§ **Data for analysis**:
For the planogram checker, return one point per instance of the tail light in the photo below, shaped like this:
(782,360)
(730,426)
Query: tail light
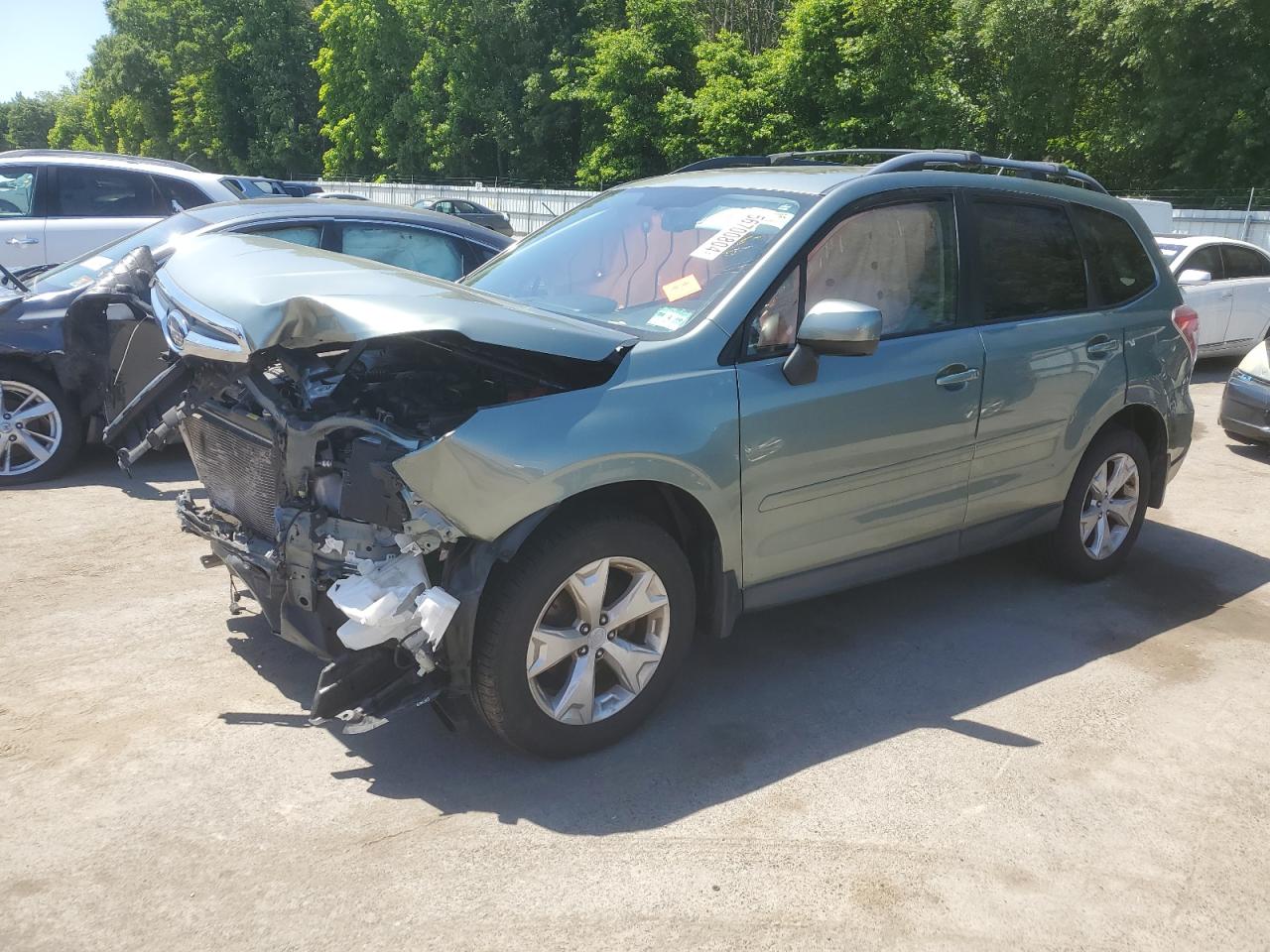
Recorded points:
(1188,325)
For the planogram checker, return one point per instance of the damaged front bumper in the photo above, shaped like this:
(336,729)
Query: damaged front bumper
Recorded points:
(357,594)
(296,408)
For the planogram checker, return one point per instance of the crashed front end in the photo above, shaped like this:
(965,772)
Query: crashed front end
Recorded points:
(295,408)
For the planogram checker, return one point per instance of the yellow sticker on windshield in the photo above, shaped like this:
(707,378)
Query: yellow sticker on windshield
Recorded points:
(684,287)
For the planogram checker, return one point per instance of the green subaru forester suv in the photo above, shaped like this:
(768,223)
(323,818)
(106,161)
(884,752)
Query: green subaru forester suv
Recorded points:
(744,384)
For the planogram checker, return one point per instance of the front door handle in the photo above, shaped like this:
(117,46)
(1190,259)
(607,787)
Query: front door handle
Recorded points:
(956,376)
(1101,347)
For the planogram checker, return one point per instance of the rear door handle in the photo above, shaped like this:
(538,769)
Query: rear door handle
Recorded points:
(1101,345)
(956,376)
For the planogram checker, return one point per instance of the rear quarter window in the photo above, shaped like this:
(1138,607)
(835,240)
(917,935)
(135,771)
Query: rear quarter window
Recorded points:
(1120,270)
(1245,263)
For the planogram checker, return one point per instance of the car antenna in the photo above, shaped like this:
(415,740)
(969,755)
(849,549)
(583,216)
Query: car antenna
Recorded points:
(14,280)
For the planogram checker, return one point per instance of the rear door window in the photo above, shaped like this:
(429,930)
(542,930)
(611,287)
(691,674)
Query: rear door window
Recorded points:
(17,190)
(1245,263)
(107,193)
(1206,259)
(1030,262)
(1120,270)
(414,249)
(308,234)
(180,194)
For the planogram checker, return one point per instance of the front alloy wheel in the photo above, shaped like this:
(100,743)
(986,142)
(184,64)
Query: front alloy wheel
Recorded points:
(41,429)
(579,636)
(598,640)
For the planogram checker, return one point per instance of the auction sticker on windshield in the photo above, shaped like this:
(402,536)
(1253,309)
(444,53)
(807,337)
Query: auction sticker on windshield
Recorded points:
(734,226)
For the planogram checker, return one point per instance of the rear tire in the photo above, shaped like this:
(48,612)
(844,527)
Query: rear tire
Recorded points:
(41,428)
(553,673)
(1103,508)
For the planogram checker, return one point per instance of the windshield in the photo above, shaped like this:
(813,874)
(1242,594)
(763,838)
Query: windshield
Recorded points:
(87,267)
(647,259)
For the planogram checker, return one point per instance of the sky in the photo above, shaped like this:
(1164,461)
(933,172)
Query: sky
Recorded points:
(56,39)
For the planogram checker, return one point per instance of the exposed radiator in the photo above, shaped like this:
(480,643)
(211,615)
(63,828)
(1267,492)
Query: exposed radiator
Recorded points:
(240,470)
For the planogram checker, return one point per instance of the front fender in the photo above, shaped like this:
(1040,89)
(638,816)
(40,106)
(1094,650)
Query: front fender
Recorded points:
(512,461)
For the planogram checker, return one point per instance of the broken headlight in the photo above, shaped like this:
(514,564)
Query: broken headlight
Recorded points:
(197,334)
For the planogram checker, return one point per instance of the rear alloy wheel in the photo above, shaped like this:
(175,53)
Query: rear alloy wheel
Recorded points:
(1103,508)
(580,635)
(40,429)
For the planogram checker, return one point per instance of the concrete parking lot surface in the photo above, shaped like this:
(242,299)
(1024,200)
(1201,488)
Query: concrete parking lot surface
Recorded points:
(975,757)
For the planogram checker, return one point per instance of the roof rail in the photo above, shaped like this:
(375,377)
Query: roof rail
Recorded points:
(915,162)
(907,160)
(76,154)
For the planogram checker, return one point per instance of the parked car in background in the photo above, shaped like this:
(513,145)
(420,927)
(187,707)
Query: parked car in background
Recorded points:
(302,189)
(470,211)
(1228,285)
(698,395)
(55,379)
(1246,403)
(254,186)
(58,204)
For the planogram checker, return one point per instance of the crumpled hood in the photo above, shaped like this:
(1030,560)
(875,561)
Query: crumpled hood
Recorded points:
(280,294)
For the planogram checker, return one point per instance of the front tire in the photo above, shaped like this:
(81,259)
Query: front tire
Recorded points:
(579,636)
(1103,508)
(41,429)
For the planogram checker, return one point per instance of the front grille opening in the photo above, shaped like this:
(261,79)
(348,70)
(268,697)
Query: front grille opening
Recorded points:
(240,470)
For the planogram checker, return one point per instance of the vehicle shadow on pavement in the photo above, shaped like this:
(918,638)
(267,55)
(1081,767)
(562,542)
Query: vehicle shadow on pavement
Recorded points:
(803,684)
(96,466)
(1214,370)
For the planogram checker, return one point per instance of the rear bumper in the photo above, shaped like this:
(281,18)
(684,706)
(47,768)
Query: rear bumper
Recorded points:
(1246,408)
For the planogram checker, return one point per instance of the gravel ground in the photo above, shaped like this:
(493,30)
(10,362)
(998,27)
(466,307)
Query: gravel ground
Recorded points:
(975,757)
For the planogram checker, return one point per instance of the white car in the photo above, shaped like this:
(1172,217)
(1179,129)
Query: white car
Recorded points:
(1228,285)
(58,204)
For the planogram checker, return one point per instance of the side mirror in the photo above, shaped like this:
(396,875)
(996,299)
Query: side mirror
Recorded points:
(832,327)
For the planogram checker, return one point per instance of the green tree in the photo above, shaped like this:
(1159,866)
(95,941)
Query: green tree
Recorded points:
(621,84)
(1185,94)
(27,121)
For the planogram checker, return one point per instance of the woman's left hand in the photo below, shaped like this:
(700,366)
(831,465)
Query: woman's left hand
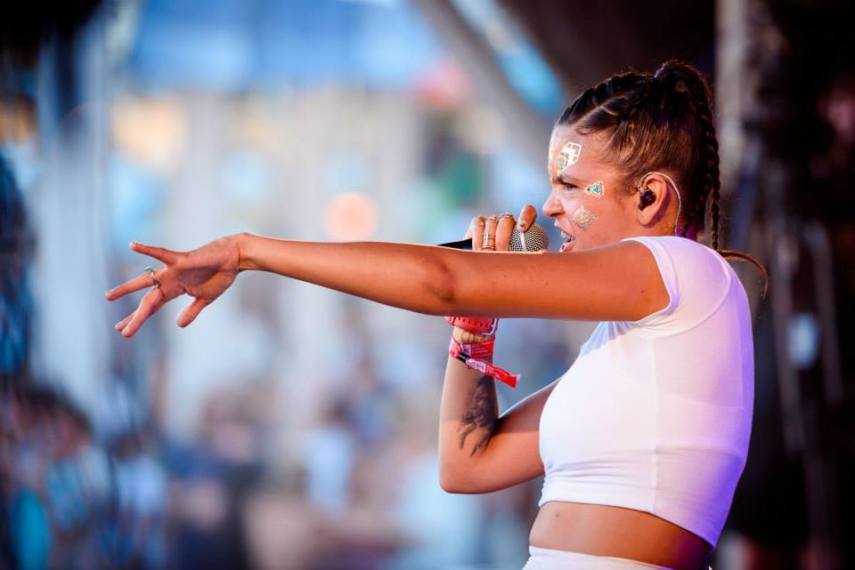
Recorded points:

§ **Exercise objective**: Print the entries again exactly as they appear above. Do not print the pictures.

§ **Task answer**:
For the planogram checker, return one point per instance of the tail light in the photo below, shaped like this:
(782,360)
(730,426)
Query: tail light
Recorded points:
(1188,325)
For the planogram checker, return one point per instance of the damaged front bumper in the photo above, shaped like this:
(336,729)
Query: damaged front bumper
Recorded points:
(357,594)
(296,408)
For the planogram checker, return one point per instance of the crashed front end in the photo above, shaped like this:
(965,772)
Query: crashed front end
Recorded points:
(295,408)
For the planogram checker, return one point per instance of the yellow sticker on windshield in the photo above, shaped like this:
(707,378)
Query: yellow sticker on windshield
Recorded points:
(684,287)
For the planogram checker, return one point per instance of the green subaru forester suv in the photo above, shaped like this:
(768,223)
(323,818)
(106,161)
(884,752)
Query: green subaru forester suv
Recorded points:
(744,384)
For the planogram checker, return one point per instance of the front door handle in the photo above, shaped like this:
(117,46)
(1190,259)
(607,787)
Query: front door handle
Recorded points:
(956,376)
(1101,347)
For the planogram checker, return one point per instance of the rear door handle in the photo above, shaped like this:
(538,769)
Query: rear door handle
Recorded points:
(1101,345)
(956,376)
For the planogram checker, return one point per instance of the rear quarter window in the photo above, shaped like this:
(1138,607)
(835,240)
(917,935)
(135,771)
Query: rear quarter window
Recorded points:
(1120,270)
(1245,263)
For the planogram checker, return one point per instance of the car antenna in the photo above, shaped like this:
(415,740)
(969,755)
(849,549)
(583,216)
Query: car antenna
Recorded points:
(14,280)
For the planogram checker, return one point per instance of the rear door window in the photo above, shaped like this:
(429,930)
(542,930)
(611,287)
(691,674)
Query: rear door window
Recorded points:
(17,190)
(1245,263)
(107,193)
(1206,259)
(1030,262)
(1120,270)
(414,249)
(308,234)
(180,194)
For the planogram checker, return one point per instance of the front alloy wheel in the photo above, shaped like this:
(100,743)
(986,142)
(184,64)
Query: front alloy wheel
Recorded points:
(41,429)
(579,636)
(598,640)
For the planogram checker, return one point per instance of the auction sticker on windshield in the photo above, shaped like this:
(402,536)
(1253,309)
(444,53)
(807,337)
Query: auction sticker on windshield
Recorded points:
(734,226)
For the planogram checker, return one point per instance of the rear tire in the photo above, shaped like this:
(48,612)
(844,527)
Query: rear tire
Recorded points:
(41,428)
(553,673)
(1103,508)
For the planogram checker, return one point per instance of the windshield in the photo above, shaped like this:
(813,874)
(1242,594)
(763,838)
Query: windshield
Recorded points:
(87,267)
(647,259)
For the planogram checker, return one point per instance of the sky in the photo above, shaped like this:
(1164,461)
(933,172)
Query: sky
Recorded points:
(56,39)
For the planogram checker, return one point per instance of the exposed radiator in the photo above, shaped like this:
(480,643)
(211,615)
(63,828)
(1267,492)
Query: exposed radiator
Recorded points:
(240,470)
For the planogram checker, return one point per instance of the front fender in the photo above, shaped like this:
(1040,89)
(638,816)
(40,106)
(1094,650)
Query: front fender
Recorded points:
(512,461)
For the planogram checker, return one point per instance of the broken headlight in the photo above, shaped like this:
(514,564)
Query: broken headlight
Recorded points:
(197,334)
For the planogram checker, return one point per instance of the rear alloy wheel in the photo above, shaped like this:
(175,53)
Query: rear alloy wheel
Recorded points:
(1103,508)
(580,635)
(40,429)
For the planogram checker, return one point per instance of the concrete parking lot surface in the photo above, shaped like this:
(242,299)
(1024,200)
(1201,488)
Query: concrete parking lot surface
Recorded points:
(975,757)
For the planogram checker, return one point per instance of the roof rail in the photo above, shaped like this:
(375,377)
Query: roof rail
Recorded points:
(915,162)
(907,160)
(76,154)
For the planogram checker, return one point per instance of the parked car in background in the photo above, shaped like this:
(513,145)
(420,927)
(187,707)
Query: parked car in background
Recorded points:
(302,189)
(470,211)
(1228,285)
(698,395)
(55,379)
(1246,403)
(254,186)
(58,204)
For the planogram checker, return one point per instance of the crumpled hood in the photo above, shaped like this:
(1030,560)
(875,561)
Query: crumpled hood
Recorded points:
(280,294)
For the planogram checker, return one point per instance of the front tire in the photo above, shaped like this:
(81,259)
Query: front tire
Recorded points:
(579,636)
(1103,508)
(41,429)
For the planogram checker, return one point per instance of the front grille opening in the photo above, shaped like this:
(261,79)
(348,70)
(268,697)
Query: front grille opening
Recorded points:
(240,470)
For the planogram checker, return one point per instance of the vehicle shadow on pavement in the photo above, shaped like this:
(918,638)
(267,55)
(1081,767)
(562,542)
Query: vehicle shadow on pavement
Recorded points:
(803,684)
(96,466)
(1214,370)
For the planogram checker, return one point per instance of the rear bumper in the photo above, shaped like this:
(281,18)
(684,706)
(47,768)
Query: rear bumper
Recorded points:
(1246,408)
For the planogram checker, return one point per instance of the gravel ground in the photo above, shaped like this:
(493,30)
(10,362)
(998,27)
(466,307)
Query: gravel ground
Recorded points:
(975,757)
For the planogram checker, return one point per instance of the white car in the photo above, shaped like this:
(1172,217)
(1179,129)
Query: white car
Recorded points:
(1228,285)
(58,204)
For the planogram checker, return one point per instance of the side mirror in the photo above, shaped like this:
(396,875)
(996,299)
Query: side mirror
Recorded points:
(832,327)
For the planogram checker, return one point per instance of the green tree in the photo above, shaped like this:
(1159,866)
(95,941)
Query: green tree
Recorded points:
(621,84)
(1185,94)
(27,121)
For the planogram checker, return one point per instance of the woman's left hand in the photo below, shaped like this:
(700,366)
(831,465)
Query: woman's left hand
Recorded points:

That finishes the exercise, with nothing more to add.